» **Work to complete**: Rewrite the rows below, replacing every instance of "Expected output format" with "Sample output" and keeping everything else the same.

##### Supplied material

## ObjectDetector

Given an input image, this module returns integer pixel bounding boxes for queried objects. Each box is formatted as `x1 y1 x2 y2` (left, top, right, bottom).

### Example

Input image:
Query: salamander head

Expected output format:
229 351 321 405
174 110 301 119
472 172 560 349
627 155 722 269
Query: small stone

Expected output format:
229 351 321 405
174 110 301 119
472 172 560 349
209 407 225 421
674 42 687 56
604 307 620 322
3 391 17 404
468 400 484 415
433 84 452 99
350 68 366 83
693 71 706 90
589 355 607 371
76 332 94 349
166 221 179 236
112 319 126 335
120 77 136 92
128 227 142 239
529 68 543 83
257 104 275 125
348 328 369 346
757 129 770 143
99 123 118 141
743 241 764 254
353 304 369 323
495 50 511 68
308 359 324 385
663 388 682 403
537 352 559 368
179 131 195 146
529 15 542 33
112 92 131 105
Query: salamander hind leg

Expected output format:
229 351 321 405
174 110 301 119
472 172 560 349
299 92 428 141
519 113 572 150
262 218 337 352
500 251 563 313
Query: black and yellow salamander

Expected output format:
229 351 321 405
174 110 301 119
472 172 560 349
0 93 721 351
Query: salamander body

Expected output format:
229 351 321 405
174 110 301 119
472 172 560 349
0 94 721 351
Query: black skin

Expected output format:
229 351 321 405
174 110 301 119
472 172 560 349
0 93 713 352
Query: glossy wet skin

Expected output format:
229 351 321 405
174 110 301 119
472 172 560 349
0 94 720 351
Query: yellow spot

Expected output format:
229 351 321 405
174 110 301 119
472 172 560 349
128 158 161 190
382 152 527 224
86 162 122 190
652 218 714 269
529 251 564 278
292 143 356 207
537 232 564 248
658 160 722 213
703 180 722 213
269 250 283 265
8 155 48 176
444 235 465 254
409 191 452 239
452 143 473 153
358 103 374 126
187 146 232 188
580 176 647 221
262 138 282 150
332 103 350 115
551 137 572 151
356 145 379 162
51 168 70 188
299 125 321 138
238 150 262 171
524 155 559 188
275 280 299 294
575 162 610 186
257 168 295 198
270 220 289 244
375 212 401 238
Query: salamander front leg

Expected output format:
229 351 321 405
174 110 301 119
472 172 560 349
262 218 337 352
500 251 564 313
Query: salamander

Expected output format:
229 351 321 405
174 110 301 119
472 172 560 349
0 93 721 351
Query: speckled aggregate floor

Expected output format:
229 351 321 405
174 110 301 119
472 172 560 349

##########

» **Exercise response**:
## ObjectDetector

Given an input image, this module returns integer pixel bounding boxes for queried objects. Each box is formatted as `x1 y1 x2 y2` (left, top, right, bottom).

### Example

Input image:
Query: salamander head

Sample output:
229 351 321 405
174 110 301 119
472 172 560 349
627 155 722 269
Query: small stone

Sample output:
229 351 321 405
174 110 301 119
472 172 560 349
209 407 225 421
674 42 687 56
604 307 620 322
3 391 17 404
468 400 484 415
433 84 452 99
350 68 366 83
693 71 706 90
589 355 607 371
76 332 94 349
166 221 179 236
112 319 126 335
120 77 136 92
128 227 142 239
529 68 543 83
257 104 275 125
348 328 369 346
757 129 770 143
99 123 118 141
743 241 764 254
353 304 369 323
495 50 511 68
308 359 324 385
663 388 682 403
537 352 559 368
179 131 195 146
529 15 542 33
112 92 131 105
Query: salamander hind leg

Sample output:
229 351 321 405
174 110 301 119
472 172 560 349
299 92 428 141
519 113 572 150
262 218 337 352
500 251 563 313
Query: black and yellow salamander

Sample output:
229 351 321 405
174 110 301 119
472 172 560 349
0 93 721 351
Query: salamander body

Sample output:
229 351 321 405
174 110 301 119
472 172 560 349
0 94 721 351
Query: black skin

Sample output:
229 351 321 405
174 110 301 119
472 172 560 349
0 93 713 352
Query: glossy wet skin

Sample output:
229 351 321 405
174 110 301 119
472 172 560 349
0 94 720 351
Query: yellow spot

Sample output:
229 351 321 405
174 110 301 119
472 172 560 349
128 158 161 190
382 152 527 224
86 162 122 190
652 218 714 269
529 251 564 278
292 143 356 207
537 232 564 248
658 160 722 213
703 180 722 213
269 250 283 265
8 155 48 176
444 235 465 254
409 191 452 239
452 143 473 153
358 103 374 126
187 146 232 188
580 176 647 221
262 138 282 150
332 103 350 115
551 137 572 151
356 145 379 162
51 168 70 188
299 125 321 138
238 150 262 171
524 155 559 188
275 280 299 294
575 162 610 186
257 168 295 198
270 220 289 244
375 212 401 238
Query: salamander front leg

Sample output:
229 351 321 405
174 110 301 119
472 172 560 349
262 218 337 352
500 251 564 313
Query: salamander

Sample output:
229 351 321 405
174 110 301 119
472 172 560 349
0 93 721 351
Query: speckled aggregate floor

Sample output:
229 351 321 405
174 110 301 119
472 172 560 349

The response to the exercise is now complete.